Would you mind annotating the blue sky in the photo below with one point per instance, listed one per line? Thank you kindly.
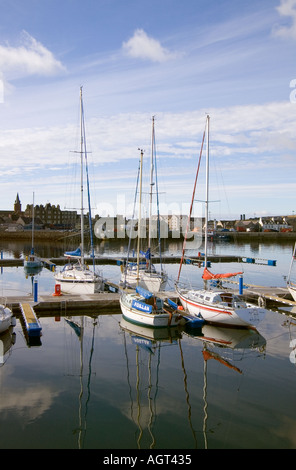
(172, 59)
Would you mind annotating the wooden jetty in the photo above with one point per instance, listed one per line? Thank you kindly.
(107, 303)
(51, 263)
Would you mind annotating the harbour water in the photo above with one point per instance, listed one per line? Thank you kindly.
(96, 382)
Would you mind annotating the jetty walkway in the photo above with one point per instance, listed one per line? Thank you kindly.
(173, 259)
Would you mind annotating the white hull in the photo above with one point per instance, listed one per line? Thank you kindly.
(32, 261)
(79, 281)
(6, 319)
(152, 281)
(239, 315)
(152, 320)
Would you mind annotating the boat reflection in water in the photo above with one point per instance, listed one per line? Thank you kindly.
(151, 340)
(218, 343)
(227, 346)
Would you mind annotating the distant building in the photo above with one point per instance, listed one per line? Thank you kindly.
(52, 216)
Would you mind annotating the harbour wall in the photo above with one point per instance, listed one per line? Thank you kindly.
(57, 235)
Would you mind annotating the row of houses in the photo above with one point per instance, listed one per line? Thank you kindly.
(52, 217)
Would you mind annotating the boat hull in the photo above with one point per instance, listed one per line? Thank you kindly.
(79, 281)
(216, 315)
(79, 287)
(6, 319)
(152, 320)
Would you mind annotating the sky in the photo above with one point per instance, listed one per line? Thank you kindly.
(176, 60)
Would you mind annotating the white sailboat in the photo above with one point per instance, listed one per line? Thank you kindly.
(141, 306)
(7, 319)
(32, 261)
(144, 273)
(78, 278)
(290, 283)
(216, 306)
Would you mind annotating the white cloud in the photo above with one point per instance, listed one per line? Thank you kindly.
(141, 46)
(29, 58)
(287, 8)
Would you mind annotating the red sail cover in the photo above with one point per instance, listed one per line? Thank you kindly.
(207, 275)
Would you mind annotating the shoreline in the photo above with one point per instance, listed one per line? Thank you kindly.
(56, 235)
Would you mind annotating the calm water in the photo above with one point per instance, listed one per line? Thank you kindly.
(116, 387)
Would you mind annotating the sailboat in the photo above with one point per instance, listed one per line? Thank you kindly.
(217, 306)
(141, 306)
(144, 273)
(292, 284)
(78, 278)
(33, 262)
(7, 319)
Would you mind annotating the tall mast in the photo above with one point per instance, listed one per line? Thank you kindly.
(139, 218)
(151, 190)
(207, 192)
(81, 170)
(33, 226)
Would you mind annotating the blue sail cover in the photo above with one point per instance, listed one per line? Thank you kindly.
(147, 253)
(76, 253)
(141, 306)
(144, 292)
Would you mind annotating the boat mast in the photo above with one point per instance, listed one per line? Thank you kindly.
(151, 193)
(207, 193)
(81, 171)
(139, 218)
(33, 226)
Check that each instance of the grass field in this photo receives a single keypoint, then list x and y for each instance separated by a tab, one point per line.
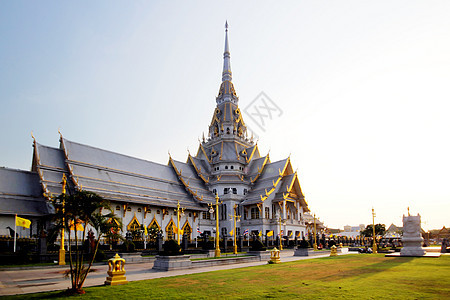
343	277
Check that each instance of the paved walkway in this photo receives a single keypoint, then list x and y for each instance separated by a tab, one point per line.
51	278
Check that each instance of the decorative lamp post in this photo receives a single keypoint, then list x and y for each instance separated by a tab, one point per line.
178	220
234	216
62	250
281	237
211	210
374	237
315	234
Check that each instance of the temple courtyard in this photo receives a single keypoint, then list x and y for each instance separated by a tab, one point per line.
351	276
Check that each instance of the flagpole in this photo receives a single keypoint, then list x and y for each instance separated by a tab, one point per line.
15	234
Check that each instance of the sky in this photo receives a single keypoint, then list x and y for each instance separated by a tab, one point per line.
361	87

▶ [WORK TO COMPLETE]
Produce an exact copy of each line of data, skipping embedded images.

▶ [OUTPUT]
Would you mind annotating the blue sky in the photo below with one point per instance, listed one per line? Thank you kindly.
(172, 59)
Would you mind annotating the wooden jetty in the photo above with one point per instance, listed one per line? Thank you kindly.
(107, 303)
(51, 263)
Would you mind annotating the harbour water in the photo above with one point per instance, listed one per line? Thank you kindly.
(96, 382)
Would you mind annotating the jetty walkway in the photo above with one point per instance, listed one per line? Thank you kindly.
(173, 259)
Would you mind annotating the white hull in the photo above with one point per instance, listed one per line? Thank you kindly.
(32, 261)
(79, 281)
(6, 319)
(152, 281)
(239, 315)
(152, 320)
Would you mind annotating the boat reflection in water in the photo above with one point per instance, listed one per line? Thank you kindly.
(151, 340)
(218, 343)
(227, 346)
Would you mind annotating the distant building in the photo above with one point per instance, listed one per line? Thank you kindly.
(52, 216)
Would you mind annotating the harbour wall in the photo above with one point per instance, listed one per line? Thank you kindly.
(57, 235)
Would you mind annotating the row of houses in the photo above with one point per instance, listed one per line? Thank you kindly.
(52, 217)
Would you mind annotating the boat hull in the photo above with one point per instance, listed one per line? Thank you kindly.
(79, 281)
(216, 315)
(79, 287)
(6, 319)
(152, 320)
Would you mind annotating the sky in the photo above with one point per instance, listed one per line? Thank you kindly.
(176, 60)
Would you mind annotating the white sailboat in the photo above with one point per instance, listed one per line? Thank you kindly.
(141, 306)
(7, 319)
(32, 261)
(144, 273)
(78, 278)
(290, 283)
(216, 306)
Would you mind annotating the white cloud in the photo above with one point per instance, listed one per line? Thank you kindly.
(141, 46)
(29, 58)
(287, 8)
Would you mind annotating the red sail cover in the photo above with one point per instance, listed one per line? Thank you kindly.
(207, 275)
Would you mind annotating the shoreline in the photo above with one point per instance, listed one per line? Thank you kindly.
(56, 235)
Would you mind annotating the calm water in the photo above with one point per instance, listed one per line? Thank you kindly.
(116, 387)
Would you mind annotating the sailboat in the photo above with one point per instance, listed one per line? Thank you kindly.
(217, 306)
(141, 306)
(144, 273)
(292, 284)
(78, 278)
(33, 262)
(7, 319)
Would you mind annotating the tall mast in the photo above with one point per instance, listed one per line? Thank you kindly.
(139, 218)
(151, 190)
(207, 192)
(81, 170)
(33, 226)
Would you mind annotating the blue sail cover in the photo above with one point per instance, listed one per line? Thank you kindly.
(147, 253)
(76, 253)
(141, 306)
(144, 292)
Would you mind annotating the boat mast in the photo above with one point per instance, listed one per line? Thank you kindly.
(151, 193)
(207, 193)
(81, 171)
(139, 218)
(33, 226)
Check that each instance of the grass field in this photo receives a single keypoint, then list x and y for each instance separated by a tab, one point per line.
343	277
Check that each instance of the paved walkway in this photo receives a single keypoint, then list x and y for each instance separated by a tab, one point per line.
51	278
Check that each instance of the decorative lamp post in this photo receives a single keypoint, then list x and y for each instance separated by a tab, one point per line.
178	220
234	216
62	250
281	237
211	210
374	237
315	234
Check that each instance of the temple courtyard in this photo receives a single keypoint, then list x and y for each instance separated by a tab, one point per line.
351	276
Check that each instance of the flagpole in this photo receives a single keypoint, then list x and y for each instance separated by a tab, one point per line.
15	234
Check that each instance of the sky in this photo receives a single keypoint, then list x and y for each instance separated by a tab, one point per line.
361	87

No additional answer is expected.